§ Supplied text
------------------------------------------------------------------------
It’s important for couples with children to follow the P-T-P principle. This stands for Permanent-Temporary-Permanent. The couple’s relationship should be thought of as Permanent.

Obviously, many marriages don’t end up being permanent, but you should always enter and work on the relationship as though it is.

So, your marriage relationship is permanent. This means that your relationship needs to be the top priority for both spouses.

While children, especially when young, take up most of our time and energy, we still have to put intentional focus on our spouse and the marriage relationship.

This may mean:

  • paying for a sitter so you can have date nights
  • putting the kids to bed early one night a week so you can have quality alone time
  • forming a habit of quiet time for your child (rest, reading, individual play) so that you and your spouse can watch a show together
  • limiting how many activities your child does outside the home that requires you to take them or be present

This is not selfish and will not harm your child’s development. It is essential for keeping your marriage healthy, a top priority, and permanent.

The relationship with children is temporary. Of course, you will always have a relationship with your children, but at some point, they will be out of your home and living their own lives. Too many parents invest all their time, energy, and emotion into their children.

When the children leave the home, they experience extreme empty nest. Again, this is normal, and the couple has to adjust to this new phase in their marriage, but this is also a peak time when divorces occur.

Why? In my experience, many couples no longer know each other, have nothing in common, and have exhausted their emotions on the kids.
------------------------------------------------------------------------
§ Raw data

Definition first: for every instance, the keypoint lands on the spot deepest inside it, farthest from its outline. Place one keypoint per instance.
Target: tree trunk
------------------------------------------------------------------------
§ Task to complete
Quote the marriage passage word for word between "This is not" and "on the kids.", inclusive. The listing has no connection to the passage on marriage and parenting.

§ The reply
This is not selfish and will not harm your child’s development. It is essential for keeping your marriage healthy, a top priority, and permanent.

The relationship with children is temporary. Of course, you will always have a relationship with your children, but at some point, they will be out of your home and living their own lives. Too many parents invest all their time, energy, and emotion into their children.

When the children leave the home, they experience extreme empty nest. Again, this is normal, and the couple has to adjust to this new phase in their marriage, but this is also a peak time when divorces occur.

Why? In my experience, many couples no longer know each other, have nothing in common, and have exhausted their emotions on the kids.